**Requirement**
Give back all the entries below. Omit none of them.

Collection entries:
[Start of section]

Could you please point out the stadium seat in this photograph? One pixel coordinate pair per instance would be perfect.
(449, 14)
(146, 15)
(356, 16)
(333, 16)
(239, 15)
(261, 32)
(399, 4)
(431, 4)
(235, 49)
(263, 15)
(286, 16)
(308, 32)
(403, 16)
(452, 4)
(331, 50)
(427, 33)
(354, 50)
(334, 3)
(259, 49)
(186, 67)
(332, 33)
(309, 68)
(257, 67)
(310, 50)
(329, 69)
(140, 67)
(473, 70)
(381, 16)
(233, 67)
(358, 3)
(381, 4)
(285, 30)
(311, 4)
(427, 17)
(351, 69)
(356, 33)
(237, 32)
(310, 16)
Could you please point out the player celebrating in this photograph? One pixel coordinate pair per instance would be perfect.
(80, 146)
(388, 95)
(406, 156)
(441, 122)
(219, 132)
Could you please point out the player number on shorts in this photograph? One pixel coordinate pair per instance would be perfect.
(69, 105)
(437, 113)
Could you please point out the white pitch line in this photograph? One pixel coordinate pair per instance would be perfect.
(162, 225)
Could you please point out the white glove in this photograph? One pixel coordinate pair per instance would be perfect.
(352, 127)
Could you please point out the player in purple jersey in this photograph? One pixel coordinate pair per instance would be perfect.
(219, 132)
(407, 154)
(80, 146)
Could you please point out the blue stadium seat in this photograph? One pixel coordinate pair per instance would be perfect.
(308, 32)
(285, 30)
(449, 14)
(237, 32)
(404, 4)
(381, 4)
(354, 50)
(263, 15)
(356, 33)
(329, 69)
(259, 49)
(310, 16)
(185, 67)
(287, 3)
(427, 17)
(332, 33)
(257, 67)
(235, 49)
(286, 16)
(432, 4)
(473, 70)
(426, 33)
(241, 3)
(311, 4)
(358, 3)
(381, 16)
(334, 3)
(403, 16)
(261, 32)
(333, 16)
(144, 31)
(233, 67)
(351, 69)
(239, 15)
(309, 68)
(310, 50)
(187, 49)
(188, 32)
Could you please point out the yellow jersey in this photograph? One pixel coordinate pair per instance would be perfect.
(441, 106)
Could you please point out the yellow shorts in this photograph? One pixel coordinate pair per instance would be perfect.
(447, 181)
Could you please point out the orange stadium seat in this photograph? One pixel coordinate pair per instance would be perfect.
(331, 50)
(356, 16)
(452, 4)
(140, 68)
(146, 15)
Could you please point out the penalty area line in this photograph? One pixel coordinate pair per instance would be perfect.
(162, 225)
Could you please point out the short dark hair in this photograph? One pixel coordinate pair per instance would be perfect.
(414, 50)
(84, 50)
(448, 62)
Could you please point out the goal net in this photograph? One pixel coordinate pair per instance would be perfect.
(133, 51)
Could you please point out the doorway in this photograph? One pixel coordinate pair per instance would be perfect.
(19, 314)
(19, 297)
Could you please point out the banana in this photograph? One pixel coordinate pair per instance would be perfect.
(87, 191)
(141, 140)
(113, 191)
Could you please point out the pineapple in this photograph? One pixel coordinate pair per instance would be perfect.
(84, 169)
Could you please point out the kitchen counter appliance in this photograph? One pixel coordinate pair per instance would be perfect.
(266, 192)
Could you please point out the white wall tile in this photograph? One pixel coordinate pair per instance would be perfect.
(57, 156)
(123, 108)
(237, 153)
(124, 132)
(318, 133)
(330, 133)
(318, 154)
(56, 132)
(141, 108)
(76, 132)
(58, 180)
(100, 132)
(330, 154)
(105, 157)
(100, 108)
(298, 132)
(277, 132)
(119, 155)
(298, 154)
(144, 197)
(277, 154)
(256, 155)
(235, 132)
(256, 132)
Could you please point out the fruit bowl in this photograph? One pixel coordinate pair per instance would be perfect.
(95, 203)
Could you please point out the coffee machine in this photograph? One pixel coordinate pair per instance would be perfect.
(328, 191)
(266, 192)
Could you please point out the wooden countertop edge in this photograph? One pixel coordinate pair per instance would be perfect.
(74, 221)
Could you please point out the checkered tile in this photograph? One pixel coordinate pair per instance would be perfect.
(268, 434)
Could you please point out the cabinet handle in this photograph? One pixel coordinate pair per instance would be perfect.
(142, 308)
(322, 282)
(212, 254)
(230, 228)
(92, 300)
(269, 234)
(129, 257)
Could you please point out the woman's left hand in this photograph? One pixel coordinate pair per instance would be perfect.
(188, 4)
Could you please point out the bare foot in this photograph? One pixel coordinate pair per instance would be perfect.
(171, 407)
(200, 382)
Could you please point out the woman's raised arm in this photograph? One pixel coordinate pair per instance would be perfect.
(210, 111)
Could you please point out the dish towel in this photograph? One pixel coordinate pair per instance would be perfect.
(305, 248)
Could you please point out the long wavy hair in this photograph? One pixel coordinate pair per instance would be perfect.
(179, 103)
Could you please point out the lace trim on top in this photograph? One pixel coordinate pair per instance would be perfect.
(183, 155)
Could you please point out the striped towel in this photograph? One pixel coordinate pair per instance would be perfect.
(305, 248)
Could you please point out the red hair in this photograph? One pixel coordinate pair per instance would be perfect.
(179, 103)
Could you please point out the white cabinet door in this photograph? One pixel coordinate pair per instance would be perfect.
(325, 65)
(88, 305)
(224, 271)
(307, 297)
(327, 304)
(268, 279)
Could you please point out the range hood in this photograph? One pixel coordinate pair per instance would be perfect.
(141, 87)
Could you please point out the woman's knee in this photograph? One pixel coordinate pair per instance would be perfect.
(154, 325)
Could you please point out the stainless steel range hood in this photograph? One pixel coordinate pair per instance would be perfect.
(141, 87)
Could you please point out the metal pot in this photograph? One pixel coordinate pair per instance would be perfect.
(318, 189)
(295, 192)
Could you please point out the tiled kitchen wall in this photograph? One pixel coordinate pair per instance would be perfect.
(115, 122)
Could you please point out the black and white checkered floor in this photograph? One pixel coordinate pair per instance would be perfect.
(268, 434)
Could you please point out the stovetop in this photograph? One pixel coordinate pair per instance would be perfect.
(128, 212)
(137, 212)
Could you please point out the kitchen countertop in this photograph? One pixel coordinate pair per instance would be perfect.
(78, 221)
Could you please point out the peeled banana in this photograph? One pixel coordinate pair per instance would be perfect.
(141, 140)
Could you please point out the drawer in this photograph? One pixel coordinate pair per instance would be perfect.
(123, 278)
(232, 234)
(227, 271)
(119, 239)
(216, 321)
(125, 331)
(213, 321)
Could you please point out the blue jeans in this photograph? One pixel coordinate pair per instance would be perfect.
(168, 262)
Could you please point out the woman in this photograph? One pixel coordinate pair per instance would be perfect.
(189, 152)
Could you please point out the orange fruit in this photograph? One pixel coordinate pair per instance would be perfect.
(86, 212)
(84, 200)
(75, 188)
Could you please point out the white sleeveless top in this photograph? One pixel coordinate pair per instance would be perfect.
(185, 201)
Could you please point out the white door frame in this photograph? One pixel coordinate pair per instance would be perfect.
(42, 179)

[End of section]

**Written answer**
Could you please point out the stadium seat in this photograph? One pixel coordinate pair per instance would be perfect.
(449, 14)
(146, 15)
(356, 16)
(333, 16)
(239, 15)
(261, 32)
(399, 4)
(431, 4)
(235, 49)
(263, 15)
(286, 16)
(308, 32)
(403, 16)
(452, 4)
(331, 50)
(427, 33)
(354, 50)
(334, 3)
(259, 49)
(186, 67)
(332, 33)
(309, 68)
(257, 67)
(310, 50)
(329, 69)
(140, 67)
(473, 70)
(381, 16)
(233, 67)
(358, 3)
(381, 4)
(285, 30)
(311, 4)
(427, 17)
(351, 69)
(356, 33)
(237, 32)
(310, 16)
Could you please point out the player celebrating in this photograph? One pixel coordinate pair per instance would be perfect.
(80, 146)
(388, 95)
(406, 156)
(441, 122)
(219, 132)
Could you please point out the player number on shorts in this photograph? One pixel coordinate pair per instance would be perfect.
(69, 105)
(437, 113)
Could you please point out the white pitch line in this photograph? One pixel coordinate pair per instance would be perfect.
(162, 225)
Could you please point out the white glove in this photograph? One pixel coordinate pair per instance would be perfect.
(352, 127)
Could you please point out the player in purple jersey in this photograph? One pixel coordinate pair per instance would be perfect.
(219, 132)
(407, 154)
(80, 146)
Could you please point out the blue stadium seat in this photograph? One pixel coordinate pair per instance would be perfect.
(308, 32)
(285, 30)
(449, 14)
(237, 32)
(404, 4)
(381, 4)
(354, 50)
(263, 15)
(356, 33)
(329, 69)
(259, 49)
(310, 16)
(185, 67)
(287, 3)
(427, 17)
(332, 33)
(257, 67)
(235, 49)
(286, 16)
(432, 4)
(473, 70)
(426, 33)
(241, 3)
(311, 4)
(358, 3)
(381, 16)
(334, 3)
(403, 16)
(261, 32)
(333, 16)
(144, 31)
(233, 67)
(351, 69)
(239, 15)
(309, 68)
(310, 50)
(187, 49)
(188, 32)
Could you please point out the yellow jersey in this photograph? One pixel coordinate pair per instance would be perfect.
(441, 106)
Could you please point out the yellow shorts in this photograph? One pixel coordinate pair per instance would be perfect.
(447, 181)
Could you please point out the orange stadium seat in this photograph? One pixel coordinate pair per instance would be perfect.
(331, 50)
(356, 16)
(452, 4)
(140, 68)
(146, 15)
Could you please point out the penalty area line in this photograph? One pixel coordinate pair per instance would be perfect.
(162, 225)
Could you please point out the short dark hair in this photograph? One pixel coordinate pair per instance would be perfect.
(414, 50)
(84, 50)
(448, 62)
Could you please point out the goal net in this photograph? One pixel coordinate pair per instance would be perfect.
(133, 51)
Could you please point out the doorway in this photograph? One pixel coordinate pair per instance would be perfect.
(19, 314)
(19, 297)
Could you please point out the banana in this photograph? One pixel coordinate pair per instance would be perfect.
(87, 191)
(141, 140)
(113, 191)
Could you please point out the pineapple in this photograph? One pixel coordinate pair per instance would be perfect.
(84, 169)
Could you please point out the kitchen counter appliance in this photograph? One pixel coordinate pair per instance would be perfect.
(266, 192)
Could you please point out the white wall tile in this photograph? One pixel coordinate pair per instance would be perfect.
(57, 156)
(123, 108)
(237, 153)
(124, 132)
(318, 133)
(330, 133)
(318, 154)
(56, 132)
(141, 108)
(76, 132)
(58, 180)
(100, 132)
(330, 154)
(105, 157)
(100, 108)
(298, 132)
(277, 132)
(119, 155)
(298, 154)
(144, 197)
(277, 154)
(256, 155)
(235, 132)
(256, 132)
Could you please point out the fruit bowl in this photograph? One pixel coordinate pair per instance would be perfect.
(95, 203)
Could you please point out the coffee machine in this photograph? One pixel coordinate pair per instance would be perfect.
(328, 191)
(266, 192)
Could you please point out the wooden countertop edge in this photograph? One pixel coordinate pair per instance would be perfect.
(74, 221)
Could you please point out the checkered tile in this photograph? One pixel coordinate pair per instance would be perfect.
(268, 434)
Could you please point out the cabinet handle in this photograph? One pixel coordinate pair per instance would be perfect.
(142, 308)
(322, 282)
(212, 254)
(230, 228)
(92, 300)
(269, 234)
(129, 257)
Could you please point out the woman's left hand in this photograph? One pixel coordinate pair per instance would be perfect.
(188, 4)
Could you please point out the bare foot in this photograph? One pixel coordinate pair per instance would be perfect.
(171, 407)
(200, 382)
Could you please point out the woman's raised arm in this photograph? One pixel coordinate pair per instance would be perfect.
(210, 111)
Could you please point out the dish towel in this photograph? One pixel coordinate pair per instance would be perfect.
(305, 248)
Could you please point out the long wavy hair in this photograph? One pixel coordinate pair per instance would be perfect.
(179, 103)
Could you please point out the lace trim on top in this photograph? One pixel coordinate pair per instance would be perfect.
(183, 155)
Could you please point out the striped towel in this photograph? One pixel coordinate pair per instance would be perfect.
(305, 248)
Could you please point out the red hair in this photograph? One pixel coordinate pair per instance would be perfect.
(179, 103)
Could you please point out the white cabinet door in this photograph? One pixel coordinate pair per instance would be perfect.
(325, 65)
(88, 305)
(224, 271)
(307, 297)
(327, 304)
(268, 279)
Could you please point out the range hood in this photograph? One pixel coordinate pair per instance would be perfect.
(141, 87)
Could you please point out the woman's knee in this photograph? One pixel coordinate pair per instance would be perfect.
(154, 325)
Could you please point out the stainless steel range hood in this photograph? One pixel coordinate pair per instance would be perfect.
(141, 87)
Could you please point out the metal pot in this photograph? One pixel coordinate pair per instance would be perfect.
(318, 189)
(295, 192)
Could you please point out the tiled kitchen wall in this photograph? One pixel coordinate pair per instance would be perfect.
(115, 122)
Could you please point out the black and white checkered floor in this photograph? One pixel coordinate pair per instance would be perfect.
(268, 434)
Could you please point out the stovetop in this photograph? One pixel coordinate pair per instance would be perfect.
(128, 212)
(137, 212)
Could you please point out the kitchen countertop in this photograph? One pixel coordinate pair per instance would be perfect.
(78, 221)
Could you please point out the peeled banana in this photograph? One pixel coordinate pair per instance would be perfect.
(141, 140)
Could you please point out the drawer in this photograph? One pixel coordinate pair per instance would be perfect.
(123, 278)
(232, 234)
(227, 271)
(119, 239)
(216, 321)
(125, 331)
(213, 321)
Could you please point out the blue jeans in this photograph? One pixel coordinate pair per instance would be perfect.
(168, 262)
Could you please point out the woman in this photograph? One pixel coordinate pair per instance would be perfect.
(189, 152)
Could you please point out the orange fruit in this photograph? One pixel coordinate pair per instance would be perfect.
(86, 212)
(84, 200)
(75, 188)
Could you please point out the white sleeveless top in this photograph? One pixel coordinate pair per instance would be perfect.
(185, 201)
Could you please point out the white door frame in this photograph? One pixel coordinate pair per instance would be perfect.
(42, 179)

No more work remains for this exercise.